§ **Work to complete**
Output the data that follows exactly, line for line.

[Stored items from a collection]
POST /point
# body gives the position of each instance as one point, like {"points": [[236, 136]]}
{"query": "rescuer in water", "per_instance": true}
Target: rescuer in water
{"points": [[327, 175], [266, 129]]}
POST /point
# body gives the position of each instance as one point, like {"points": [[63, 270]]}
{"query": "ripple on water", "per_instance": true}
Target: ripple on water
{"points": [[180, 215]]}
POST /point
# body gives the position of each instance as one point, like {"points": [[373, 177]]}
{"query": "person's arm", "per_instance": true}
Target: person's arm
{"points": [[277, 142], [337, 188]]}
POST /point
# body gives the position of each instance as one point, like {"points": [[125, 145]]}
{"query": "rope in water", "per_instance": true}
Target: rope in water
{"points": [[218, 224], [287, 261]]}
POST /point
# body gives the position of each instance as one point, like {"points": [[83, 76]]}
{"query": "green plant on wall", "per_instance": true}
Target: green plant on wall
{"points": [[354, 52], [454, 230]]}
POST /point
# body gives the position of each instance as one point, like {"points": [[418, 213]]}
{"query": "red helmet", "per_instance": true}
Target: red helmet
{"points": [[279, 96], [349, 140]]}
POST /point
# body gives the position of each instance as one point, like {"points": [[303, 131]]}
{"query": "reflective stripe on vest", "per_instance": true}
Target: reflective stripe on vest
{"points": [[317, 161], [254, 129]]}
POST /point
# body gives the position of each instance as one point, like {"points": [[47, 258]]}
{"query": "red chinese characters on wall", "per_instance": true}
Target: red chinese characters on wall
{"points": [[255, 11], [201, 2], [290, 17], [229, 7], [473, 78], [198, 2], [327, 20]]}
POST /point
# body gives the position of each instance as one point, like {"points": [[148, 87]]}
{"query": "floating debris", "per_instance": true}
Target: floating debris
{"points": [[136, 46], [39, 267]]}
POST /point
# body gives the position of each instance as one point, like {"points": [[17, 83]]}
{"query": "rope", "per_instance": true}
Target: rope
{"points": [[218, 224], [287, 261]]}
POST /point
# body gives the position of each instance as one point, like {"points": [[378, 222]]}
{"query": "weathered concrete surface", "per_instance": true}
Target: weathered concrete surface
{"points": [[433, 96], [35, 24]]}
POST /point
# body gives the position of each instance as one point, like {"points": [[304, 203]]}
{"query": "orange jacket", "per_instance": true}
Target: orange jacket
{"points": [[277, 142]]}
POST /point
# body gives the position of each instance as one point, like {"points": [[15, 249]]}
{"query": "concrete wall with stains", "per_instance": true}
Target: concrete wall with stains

§ **Result**
POST /point
# body gives the position of each instance as one point, like {"points": [[236, 136]]}
{"query": "rescuer in water", "per_instance": true}
Target: rescuer in water
{"points": [[327, 175], [266, 129]]}
POST /point
# body gives the position of each instance as one point, like {"points": [[63, 270]]}
{"query": "ripple on water", "per_instance": true}
Target: ripple on water
{"points": [[180, 215]]}
POST /point
# body gives the position of each instance as one point, like {"points": [[373, 177]]}
{"query": "person's arm", "per_instance": true}
Target: person's arm
{"points": [[277, 142], [337, 188]]}
POST /point
# body gives the position of each instance as one point, like {"points": [[125, 145]]}
{"query": "rope in water", "per_instance": true}
Target: rope in water
{"points": [[218, 224], [287, 261]]}
POST /point
# body gives the position of each instance as one point, like {"points": [[83, 76]]}
{"query": "green plant on wall", "per_instance": true}
Target: green plant on wall
{"points": [[354, 52], [454, 230]]}
POST /point
# body gives the position of each instance as one point, like {"points": [[418, 213]]}
{"query": "red helmet", "per_instance": true}
Target: red helmet
{"points": [[279, 96], [349, 140]]}
POST /point
# body gives the position of each instance as one point, like {"points": [[303, 131]]}
{"query": "reflective stripe on vest", "per_instance": true}
Target: reflective stripe on vest
{"points": [[317, 161], [254, 129]]}
POST /point
# body gives the position of each instance as one point, like {"points": [[47, 258]]}
{"query": "red chinese characters on wall", "per_instance": true}
Target: red chinese characters on wall
{"points": [[255, 11], [201, 2], [290, 17], [229, 7], [473, 78], [198, 2], [327, 20]]}
POST /point
# body gives the position of each instance as one point, like {"points": [[148, 87]]}
{"query": "floating debris", "per_instance": true}
Target: floating debris
{"points": [[136, 46], [39, 267]]}
POST /point
# body gives the position of each instance as one point, like {"points": [[17, 83]]}
{"query": "rope", "per_instance": true}
Target: rope
{"points": [[218, 224], [287, 261]]}
POST /point
# body gives the position of each instance as one point, like {"points": [[378, 222]]}
{"query": "weathered concrete surface", "per_instance": true}
Target: weathered concrete surface
{"points": [[433, 96], [35, 24]]}
POST /point
# body gives the position of each instance as one point, like {"points": [[304, 203]]}
{"query": "orange jacket", "per_instance": true}
Target: orange jacket
{"points": [[277, 142]]}
POST /point
# body gives the position of each instance as one point, like {"points": [[15, 249]]}
{"query": "concrete wall with stains", "per_instance": true}
Target: concrete wall with stains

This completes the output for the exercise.